Rewrite the listing below, substituting "Getting started" for every "Quickstart" and changing nothing else.

========================

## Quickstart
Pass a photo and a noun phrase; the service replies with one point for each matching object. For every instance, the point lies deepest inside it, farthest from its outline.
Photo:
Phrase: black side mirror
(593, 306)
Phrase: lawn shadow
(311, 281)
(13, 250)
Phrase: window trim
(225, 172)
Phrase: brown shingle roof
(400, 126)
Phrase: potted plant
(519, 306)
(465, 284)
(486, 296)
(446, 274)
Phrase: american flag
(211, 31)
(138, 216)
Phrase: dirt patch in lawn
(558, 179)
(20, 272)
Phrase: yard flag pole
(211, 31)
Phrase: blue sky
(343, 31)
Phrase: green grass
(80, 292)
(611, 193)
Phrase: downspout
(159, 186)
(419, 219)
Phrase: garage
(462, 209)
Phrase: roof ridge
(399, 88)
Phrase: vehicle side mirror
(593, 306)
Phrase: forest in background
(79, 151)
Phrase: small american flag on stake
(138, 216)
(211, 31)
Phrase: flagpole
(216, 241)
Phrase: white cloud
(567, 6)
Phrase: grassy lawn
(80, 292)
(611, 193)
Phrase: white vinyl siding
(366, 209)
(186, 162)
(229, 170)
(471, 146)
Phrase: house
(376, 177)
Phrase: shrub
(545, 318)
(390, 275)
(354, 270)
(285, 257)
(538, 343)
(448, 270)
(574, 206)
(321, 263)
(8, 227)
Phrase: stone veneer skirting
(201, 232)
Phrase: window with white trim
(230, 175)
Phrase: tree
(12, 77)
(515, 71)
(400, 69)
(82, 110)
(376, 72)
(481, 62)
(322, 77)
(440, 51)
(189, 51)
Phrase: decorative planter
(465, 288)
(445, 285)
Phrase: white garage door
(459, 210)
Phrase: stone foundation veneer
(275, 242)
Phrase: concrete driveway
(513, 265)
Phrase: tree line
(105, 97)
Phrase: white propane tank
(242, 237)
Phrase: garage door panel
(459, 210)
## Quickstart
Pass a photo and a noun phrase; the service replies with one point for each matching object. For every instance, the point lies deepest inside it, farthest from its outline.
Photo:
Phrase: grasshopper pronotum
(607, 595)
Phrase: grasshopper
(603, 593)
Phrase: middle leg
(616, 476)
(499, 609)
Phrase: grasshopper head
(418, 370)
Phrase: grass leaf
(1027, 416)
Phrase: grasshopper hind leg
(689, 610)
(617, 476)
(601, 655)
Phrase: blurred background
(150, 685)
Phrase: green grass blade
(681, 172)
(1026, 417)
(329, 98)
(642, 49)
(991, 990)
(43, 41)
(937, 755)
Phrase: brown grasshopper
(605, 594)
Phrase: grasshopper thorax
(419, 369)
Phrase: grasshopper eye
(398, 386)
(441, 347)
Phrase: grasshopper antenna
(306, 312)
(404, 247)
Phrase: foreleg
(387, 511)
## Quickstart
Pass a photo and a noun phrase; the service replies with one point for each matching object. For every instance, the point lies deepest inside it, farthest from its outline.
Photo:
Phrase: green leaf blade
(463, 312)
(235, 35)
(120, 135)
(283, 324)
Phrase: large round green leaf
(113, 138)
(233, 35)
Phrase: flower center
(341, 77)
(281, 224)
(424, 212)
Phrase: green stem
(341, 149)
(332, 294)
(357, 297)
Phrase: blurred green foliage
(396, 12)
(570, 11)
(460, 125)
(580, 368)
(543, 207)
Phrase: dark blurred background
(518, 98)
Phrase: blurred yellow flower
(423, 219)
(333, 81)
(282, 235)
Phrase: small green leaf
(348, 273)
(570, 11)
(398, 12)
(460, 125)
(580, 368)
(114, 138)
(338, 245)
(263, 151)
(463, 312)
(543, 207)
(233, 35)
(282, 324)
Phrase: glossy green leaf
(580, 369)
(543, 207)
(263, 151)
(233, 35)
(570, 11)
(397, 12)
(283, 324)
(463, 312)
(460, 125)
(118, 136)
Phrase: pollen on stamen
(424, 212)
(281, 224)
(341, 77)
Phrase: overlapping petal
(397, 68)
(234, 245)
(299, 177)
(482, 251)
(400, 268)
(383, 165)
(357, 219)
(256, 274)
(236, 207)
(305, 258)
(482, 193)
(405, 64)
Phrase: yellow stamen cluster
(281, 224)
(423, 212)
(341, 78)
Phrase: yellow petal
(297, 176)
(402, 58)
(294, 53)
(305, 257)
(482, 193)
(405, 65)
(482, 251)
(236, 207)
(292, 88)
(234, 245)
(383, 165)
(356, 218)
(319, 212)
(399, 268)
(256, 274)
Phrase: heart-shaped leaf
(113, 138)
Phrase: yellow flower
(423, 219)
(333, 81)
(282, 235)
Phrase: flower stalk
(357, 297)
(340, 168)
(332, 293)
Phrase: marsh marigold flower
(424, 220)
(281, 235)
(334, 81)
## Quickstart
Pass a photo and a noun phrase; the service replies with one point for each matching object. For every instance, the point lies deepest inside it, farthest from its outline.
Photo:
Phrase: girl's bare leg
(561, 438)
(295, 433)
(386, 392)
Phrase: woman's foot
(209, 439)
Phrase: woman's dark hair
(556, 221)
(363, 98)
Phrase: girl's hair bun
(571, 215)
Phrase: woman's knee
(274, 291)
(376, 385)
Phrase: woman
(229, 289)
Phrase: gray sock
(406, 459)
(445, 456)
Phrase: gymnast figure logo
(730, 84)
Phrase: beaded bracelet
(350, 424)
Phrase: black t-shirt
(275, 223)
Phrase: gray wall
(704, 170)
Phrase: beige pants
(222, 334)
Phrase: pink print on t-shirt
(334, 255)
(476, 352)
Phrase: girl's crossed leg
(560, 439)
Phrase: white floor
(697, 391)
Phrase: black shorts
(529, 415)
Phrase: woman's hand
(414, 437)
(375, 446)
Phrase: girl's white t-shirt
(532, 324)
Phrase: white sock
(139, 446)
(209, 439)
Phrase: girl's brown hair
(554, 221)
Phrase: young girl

========================

**Answer to this task:**
## Getting started
Pass a photo and a noun phrase; the service replies with one point for each matching object. For every instance, the point lies deepest inside it, farthest from its outline.
Photo:
Phrase: black side mirror
(593, 306)
Phrase: lawn shadow
(311, 281)
(13, 250)
Phrase: window trim
(225, 172)
Phrase: brown shingle roof
(400, 126)
Phrase: potted plant
(519, 306)
(465, 284)
(486, 296)
(446, 274)
Phrase: american flag
(211, 31)
(138, 216)
Phrase: dirt patch in lawn
(558, 179)
(20, 272)
Phrase: yard flag pole
(211, 31)
Phrase: blue sky
(343, 31)
Phrase: green grass
(80, 292)
(611, 193)
Phrase: downspout
(159, 186)
(419, 219)
Phrase: garage
(462, 209)
Phrase: roof ridge
(399, 88)
Phrase: vehicle side mirror
(593, 306)
Phrase: forest in background
(79, 151)
Phrase: small american flag on stake
(138, 216)
(211, 31)
Phrase: flagpole
(216, 241)
Phrase: white cloud
(567, 6)
Phrase: grassy lawn
(80, 292)
(611, 193)
Phrase: white vinyl siding
(366, 209)
(186, 162)
(229, 170)
(471, 146)
Phrase: house
(376, 177)
Phrase: shrub
(545, 318)
(390, 275)
(354, 270)
(285, 257)
(538, 343)
(448, 270)
(574, 206)
(321, 263)
(8, 227)
Phrase: stone veneer skirting
(201, 232)
Phrase: window with white trim
(230, 175)
Phrase: tree
(12, 77)
(515, 71)
(400, 69)
(82, 110)
(376, 72)
(481, 62)
(322, 77)
(440, 51)
(189, 51)
Phrase: decorative planter
(465, 288)
(445, 285)
Phrase: white garage door
(459, 210)
Phrase: stone foundation veneer
(275, 242)
Phrase: concrete driveway
(513, 265)
Phrase: tree line
(105, 97)
Phrase: white propane tank
(242, 237)
Phrase: garage door panel
(459, 210)
## Getting started
Pass a photo and a noun phrase; the service replies with one point for each matching object. For every instance, the point lies deepest inside it, farthest from its outline.
Photo:
Phrase: grasshopper pronotum
(607, 595)
Phrase: grasshopper
(603, 593)
Phrase: middle leg
(616, 476)
(499, 609)
Phrase: grasshopper head
(418, 370)
Phrase: grass leaf
(1027, 416)
Phrase: grasshopper hind leg
(689, 610)
(617, 476)
(601, 655)
Phrase: blurred background
(150, 685)
Phrase: green grass blade
(681, 172)
(1026, 417)
(329, 98)
(642, 49)
(991, 990)
(43, 41)
(937, 755)
Phrase: brown grasshopper
(605, 594)
Phrase: grasshopper thorax
(419, 369)
Phrase: grasshopper eye
(398, 386)
(441, 347)
Phrase: grasshopper antenna
(306, 312)
(404, 247)
Phrase: foreleg
(387, 511)
## Getting started
Pass a photo and a noun phrase; the service replies with one point for each matching object. For every instance, the point lies deepest inside it, farthest from its outline.
Photo:
Phrase: green leaf blade
(463, 312)
(235, 35)
(120, 135)
(283, 324)
Phrase: large round green leaf
(113, 138)
(233, 35)
Phrase: flower center
(341, 77)
(281, 224)
(424, 212)
Phrase: green stem
(341, 149)
(332, 294)
(357, 297)
Phrase: blurred green foliage
(396, 12)
(570, 11)
(460, 125)
(580, 368)
(543, 207)
Phrase: dark blurred background
(518, 98)
Phrase: blurred yellow flower
(423, 219)
(333, 81)
(282, 235)
Phrase: small green leaf
(348, 273)
(570, 11)
(398, 12)
(460, 125)
(580, 368)
(114, 138)
(338, 245)
(263, 151)
(463, 312)
(543, 207)
(233, 35)
(282, 324)
Phrase: glossy green leaf
(580, 369)
(543, 207)
(263, 151)
(233, 35)
(570, 11)
(397, 12)
(283, 324)
(463, 312)
(460, 125)
(118, 136)
Phrase: pollen on stamen
(424, 212)
(281, 224)
(341, 77)
Phrase: overlapping petal
(397, 68)
(234, 245)
(299, 177)
(482, 251)
(400, 268)
(383, 165)
(357, 219)
(256, 274)
(236, 207)
(305, 258)
(482, 193)
(405, 64)
Phrase: yellow stamen cluster
(281, 224)
(423, 212)
(341, 78)
Phrase: yellow petal
(297, 176)
(402, 58)
(294, 53)
(305, 257)
(482, 193)
(405, 65)
(482, 251)
(236, 207)
(292, 88)
(234, 245)
(383, 165)
(356, 218)
(319, 212)
(399, 268)
(256, 274)
Phrase: heart-shaped leaf
(113, 138)
Phrase: yellow flower
(423, 219)
(333, 81)
(282, 235)
Phrase: flower stalk
(357, 297)
(340, 168)
(332, 293)
Phrase: marsh marigold flower
(424, 220)
(281, 235)
(334, 81)
## Getting started
Pass a photo and a noun phrase; the service replies with one point for each matching object. For every instance, the point lies deepest inside it, farthest from its outline.
Photo:
Phrase: girl's bare leg
(561, 438)
(295, 433)
(386, 392)
Phrase: woman's foot
(209, 439)
Phrase: woman's dark hair
(556, 221)
(363, 98)
Phrase: girl's hair bun
(571, 215)
Phrase: woman's knee
(274, 291)
(376, 385)
Phrase: woman
(229, 289)
Phrase: gray sock
(406, 459)
(445, 456)
Phrase: gymnast figure logo
(730, 84)
Phrase: beaded bracelet
(350, 424)
Phrase: black t-shirt
(275, 223)
Phrase: gray wall
(704, 170)
Phrase: beige pants
(222, 334)
Phrase: pink print on t-shirt
(334, 255)
(476, 352)
Phrase: girl's crossed leg
(560, 439)
Phrase: white floor
(697, 391)
Phrase: black shorts
(529, 415)
Phrase: woman's hand
(414, 437)
(375, 446)
Phrase: girl's white t-shirt
(532, 324)
Phrase: white sock
(139, 446)
(209, 439)
Phrase: girl's brown hair
(554, 221)
Phrase: young girl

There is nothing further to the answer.